Collection entries:
━━━━━━━━━━━━━━━━━━━━━━━━━━━━━━
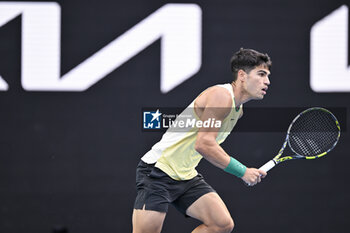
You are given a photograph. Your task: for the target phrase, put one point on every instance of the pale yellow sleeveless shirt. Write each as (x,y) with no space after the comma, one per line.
(175,155)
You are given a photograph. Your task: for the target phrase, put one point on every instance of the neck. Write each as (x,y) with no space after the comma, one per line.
(241,96)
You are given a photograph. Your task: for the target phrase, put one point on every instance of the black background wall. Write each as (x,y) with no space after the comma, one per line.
(69,158)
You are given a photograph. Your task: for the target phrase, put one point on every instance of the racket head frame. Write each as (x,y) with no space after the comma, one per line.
(278,159)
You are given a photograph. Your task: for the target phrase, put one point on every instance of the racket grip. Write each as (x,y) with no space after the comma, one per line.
(268,166)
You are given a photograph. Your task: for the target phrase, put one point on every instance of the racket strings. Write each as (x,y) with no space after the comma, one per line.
(313,133)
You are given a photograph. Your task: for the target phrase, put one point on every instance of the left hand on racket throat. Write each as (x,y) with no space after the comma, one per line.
(252,176)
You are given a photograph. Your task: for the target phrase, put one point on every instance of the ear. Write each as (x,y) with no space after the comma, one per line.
(241,75)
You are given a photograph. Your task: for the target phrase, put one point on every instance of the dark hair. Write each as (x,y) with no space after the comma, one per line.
(247,60)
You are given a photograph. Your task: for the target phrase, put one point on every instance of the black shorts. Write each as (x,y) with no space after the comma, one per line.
(155,190)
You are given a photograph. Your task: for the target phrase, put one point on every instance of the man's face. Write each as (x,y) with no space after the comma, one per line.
(257,82)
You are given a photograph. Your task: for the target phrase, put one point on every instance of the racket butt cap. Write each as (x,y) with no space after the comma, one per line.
(268,166)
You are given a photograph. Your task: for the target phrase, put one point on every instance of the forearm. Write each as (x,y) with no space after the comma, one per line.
(216,155)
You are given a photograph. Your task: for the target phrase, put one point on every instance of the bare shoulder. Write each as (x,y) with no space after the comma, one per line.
(215,96)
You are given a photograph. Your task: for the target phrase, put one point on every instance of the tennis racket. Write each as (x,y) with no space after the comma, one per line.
(311,135)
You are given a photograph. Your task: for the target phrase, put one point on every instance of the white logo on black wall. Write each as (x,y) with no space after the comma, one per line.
(41,46)
(329,69)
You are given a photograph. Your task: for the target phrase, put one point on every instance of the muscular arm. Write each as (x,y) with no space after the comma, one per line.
(217,104)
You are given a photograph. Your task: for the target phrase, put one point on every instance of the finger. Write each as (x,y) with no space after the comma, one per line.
(262,173)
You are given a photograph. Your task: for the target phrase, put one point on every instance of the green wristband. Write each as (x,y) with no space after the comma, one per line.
(235,168)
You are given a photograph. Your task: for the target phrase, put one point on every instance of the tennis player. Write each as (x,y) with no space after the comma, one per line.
(167,173)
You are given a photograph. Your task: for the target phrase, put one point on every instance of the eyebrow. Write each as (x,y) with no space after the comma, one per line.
(263,71)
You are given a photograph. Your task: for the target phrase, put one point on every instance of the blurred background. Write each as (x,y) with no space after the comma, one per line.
(68,150)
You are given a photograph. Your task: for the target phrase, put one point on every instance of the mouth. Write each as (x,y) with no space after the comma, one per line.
(264,90)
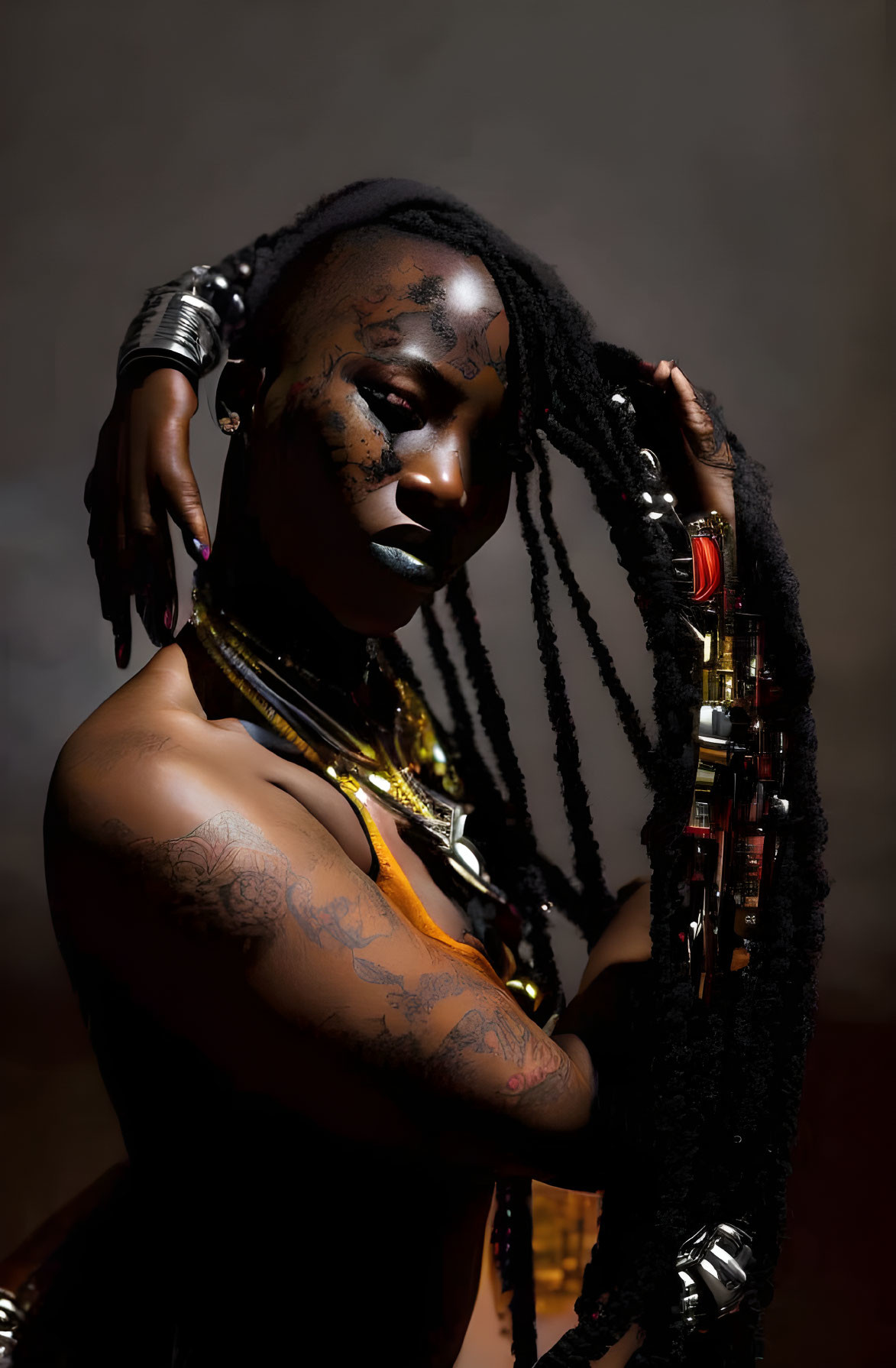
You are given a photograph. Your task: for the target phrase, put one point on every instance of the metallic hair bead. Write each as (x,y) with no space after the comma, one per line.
(712,1269)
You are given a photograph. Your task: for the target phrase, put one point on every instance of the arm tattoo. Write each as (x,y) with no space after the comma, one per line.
(542,1070)
(228,876)
(412,1004)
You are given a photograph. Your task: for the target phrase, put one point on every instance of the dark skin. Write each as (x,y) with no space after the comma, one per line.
(254,931)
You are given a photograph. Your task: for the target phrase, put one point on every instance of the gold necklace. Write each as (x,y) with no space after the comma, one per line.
(405,767)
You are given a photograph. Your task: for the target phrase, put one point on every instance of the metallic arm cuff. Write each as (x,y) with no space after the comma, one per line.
(186,323)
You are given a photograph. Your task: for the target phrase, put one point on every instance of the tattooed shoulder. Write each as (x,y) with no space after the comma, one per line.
(228,876)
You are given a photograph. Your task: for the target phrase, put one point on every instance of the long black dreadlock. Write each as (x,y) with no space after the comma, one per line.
(719,1114)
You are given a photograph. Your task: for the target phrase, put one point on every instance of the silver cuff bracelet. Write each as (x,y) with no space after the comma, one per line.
(188,322)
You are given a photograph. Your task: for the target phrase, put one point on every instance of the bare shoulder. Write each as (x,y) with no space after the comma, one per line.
(150,796)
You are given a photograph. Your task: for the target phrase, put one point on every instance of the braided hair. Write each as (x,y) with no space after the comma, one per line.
(720,1108)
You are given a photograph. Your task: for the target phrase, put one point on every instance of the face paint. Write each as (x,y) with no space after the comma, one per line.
(382,426)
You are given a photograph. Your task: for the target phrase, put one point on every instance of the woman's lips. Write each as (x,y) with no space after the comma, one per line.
(411,552)
(403,562)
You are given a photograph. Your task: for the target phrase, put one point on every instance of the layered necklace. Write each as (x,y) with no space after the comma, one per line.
(390,751)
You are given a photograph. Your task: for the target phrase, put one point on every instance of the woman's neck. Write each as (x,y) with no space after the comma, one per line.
(290,628)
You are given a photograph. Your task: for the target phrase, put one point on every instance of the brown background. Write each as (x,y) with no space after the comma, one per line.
(709,178)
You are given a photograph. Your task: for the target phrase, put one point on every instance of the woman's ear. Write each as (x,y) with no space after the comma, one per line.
(235,396)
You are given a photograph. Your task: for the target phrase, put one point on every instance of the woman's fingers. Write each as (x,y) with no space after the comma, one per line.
(167,403)
(105,535)
(140,476)
(709,455)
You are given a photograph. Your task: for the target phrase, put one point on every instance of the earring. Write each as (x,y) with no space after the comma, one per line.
(228,396)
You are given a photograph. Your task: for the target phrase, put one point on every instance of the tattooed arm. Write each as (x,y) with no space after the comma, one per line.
(252,933)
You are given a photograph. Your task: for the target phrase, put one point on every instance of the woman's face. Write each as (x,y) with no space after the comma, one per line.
(377,452)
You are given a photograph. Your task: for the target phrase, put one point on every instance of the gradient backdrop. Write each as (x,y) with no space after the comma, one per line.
(709,180)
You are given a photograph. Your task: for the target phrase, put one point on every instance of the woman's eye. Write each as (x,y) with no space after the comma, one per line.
(393,410)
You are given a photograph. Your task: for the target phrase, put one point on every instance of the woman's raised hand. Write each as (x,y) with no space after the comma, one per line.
(710,462)
(143,474)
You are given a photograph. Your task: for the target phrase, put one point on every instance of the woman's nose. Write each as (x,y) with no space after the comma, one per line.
(432,481)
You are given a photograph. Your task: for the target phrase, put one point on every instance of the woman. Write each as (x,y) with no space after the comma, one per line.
(320,1016)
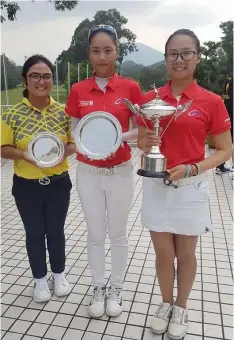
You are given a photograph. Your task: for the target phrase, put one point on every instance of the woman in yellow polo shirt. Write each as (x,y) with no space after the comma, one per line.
(43,208)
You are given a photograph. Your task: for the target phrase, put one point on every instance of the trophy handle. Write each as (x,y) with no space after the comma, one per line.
(182,108)
(134,108)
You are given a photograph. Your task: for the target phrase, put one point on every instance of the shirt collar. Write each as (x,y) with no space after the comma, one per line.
(111,84)
(189,92)
(27,102)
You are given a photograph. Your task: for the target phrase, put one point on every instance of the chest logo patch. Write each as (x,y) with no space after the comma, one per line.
(193,113)
(86,102)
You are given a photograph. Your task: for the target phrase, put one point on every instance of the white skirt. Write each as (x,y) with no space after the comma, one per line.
(183,210)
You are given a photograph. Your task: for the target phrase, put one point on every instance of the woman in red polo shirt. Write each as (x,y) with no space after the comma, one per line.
(176,216)
(111,194)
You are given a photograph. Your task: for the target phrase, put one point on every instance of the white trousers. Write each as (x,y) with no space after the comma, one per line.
(106,201)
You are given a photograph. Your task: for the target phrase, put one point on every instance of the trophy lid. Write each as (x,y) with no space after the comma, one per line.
(158,104)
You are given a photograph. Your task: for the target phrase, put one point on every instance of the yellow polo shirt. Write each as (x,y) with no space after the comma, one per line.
(22,122)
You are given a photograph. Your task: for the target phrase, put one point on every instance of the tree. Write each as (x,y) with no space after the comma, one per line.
(13,73)
(78,50)
(227,43)
(216,60)
(74,73)
(12,8)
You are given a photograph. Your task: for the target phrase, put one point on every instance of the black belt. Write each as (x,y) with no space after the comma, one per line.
(45,180)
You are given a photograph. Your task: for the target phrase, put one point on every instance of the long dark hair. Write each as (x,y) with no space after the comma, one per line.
(35,59)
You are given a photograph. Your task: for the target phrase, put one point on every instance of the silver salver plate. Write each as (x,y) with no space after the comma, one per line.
(98,135)
(46,149)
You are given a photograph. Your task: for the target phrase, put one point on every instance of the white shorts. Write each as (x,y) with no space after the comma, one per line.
(183,210)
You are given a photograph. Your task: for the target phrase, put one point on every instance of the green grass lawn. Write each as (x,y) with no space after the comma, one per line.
(15,95)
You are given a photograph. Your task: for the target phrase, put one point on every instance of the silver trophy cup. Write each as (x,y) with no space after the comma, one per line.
(153,162)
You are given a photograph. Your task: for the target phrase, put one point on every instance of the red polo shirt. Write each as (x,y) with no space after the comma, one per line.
(86,97)
(184,140)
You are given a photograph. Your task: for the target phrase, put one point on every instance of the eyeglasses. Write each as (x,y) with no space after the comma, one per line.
(36,77)
(107,28)
(186,56)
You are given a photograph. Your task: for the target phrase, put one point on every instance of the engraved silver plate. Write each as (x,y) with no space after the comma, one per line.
(46,149)
(98,135)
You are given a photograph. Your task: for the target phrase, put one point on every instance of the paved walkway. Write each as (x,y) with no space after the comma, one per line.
(66,318)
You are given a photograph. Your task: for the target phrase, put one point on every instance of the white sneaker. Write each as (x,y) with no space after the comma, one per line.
(96,307)
(41,290)
(114,305)
(61,285)
(161,318)
(178,325)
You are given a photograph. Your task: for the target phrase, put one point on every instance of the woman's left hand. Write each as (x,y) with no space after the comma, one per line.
(69,149)
(176,173)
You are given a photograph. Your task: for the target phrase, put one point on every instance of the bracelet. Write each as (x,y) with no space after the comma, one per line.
(197,167)
(188,168)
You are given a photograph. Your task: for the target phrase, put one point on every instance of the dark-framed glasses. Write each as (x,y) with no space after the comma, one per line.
(186,55)
(36,77)
(107,28)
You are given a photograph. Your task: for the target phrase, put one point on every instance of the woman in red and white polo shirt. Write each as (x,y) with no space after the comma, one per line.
(106,199)
(177,216)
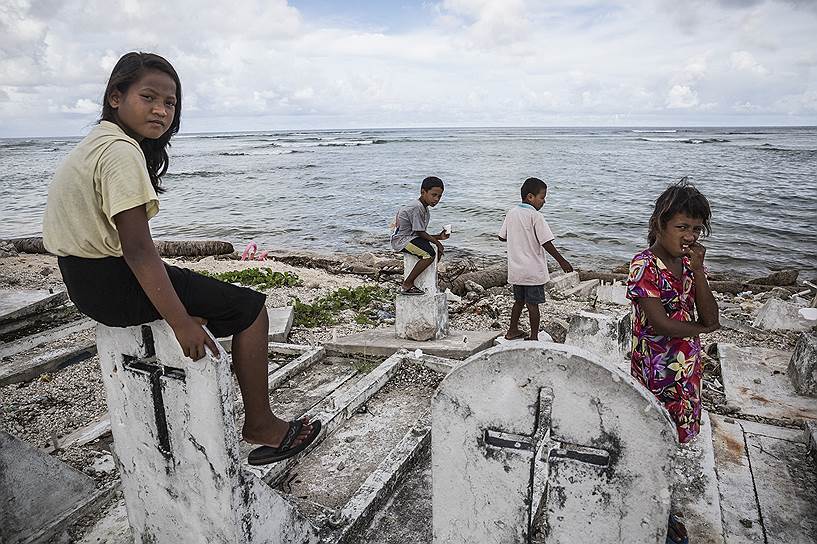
━━━━━━━━━━━━━━━━━━━━━━━━━━━━━━
Instruction:
Rewrite the listing starting at the line containing "of the eyeglasses." and ending at the end of the listing, keeping the request lines and multiplying each coordinate in the answers by 0.7, rounded to the nearest whole number with halves rounded up. Leave out the pictures.

Exercise response:
You are given a photograph. Your task: for the target phrase, put one point on every instance of the eyeglasses. Write each as (x,y) with no space after the comma, one per line.
(25,54)
(75,20)
(130,39)
You are given a photograph. Your task: for the target phrase, put one point on every instance of the engraved silver plate. Write each as (x,y) with no space after the comma, one per line.
(32,104)
(69,95)
You are given a photograph. Your task: for the target phrase, put one point on every instance of the paved walkway. Write each as (x,y) with no space after the comma, one per line.
(46,223)
You are given a photograph. Your task: for the target phrase, put one point on every instance of the white sneaker. Write each as (x,y) with no space after the comma, one per line.
(67,215)
(29,203)
(80,214)
(43,200)
(113,223)
(125,228)
You are given a photograph. Your task: for the target phrase, put one point on every instance of the woman's left hand. Write each as (x,y) with no space after the comma, one per line.
(48,104)
(123,121)
You are given a photograph. Your task: for the target phrase, put one point on every instance of the bracelet. Write each as (x,y) with no space after the comma, one per line.
(138,117)
(132,118)
You are given a photograph. Your task: for the target phrase, put one point on every instance of the dark-framed glasses. Write each as (x,y) with no space after the comma, one per line.
(130,39)
(25,54)
(75,20)
You are given a photograph. Your task: for the target phrase, put one point on every instance of the woman in red and white polo shirt. Write each as (x,y) with no space after the comma, one per line.
(74,139)
(124,151)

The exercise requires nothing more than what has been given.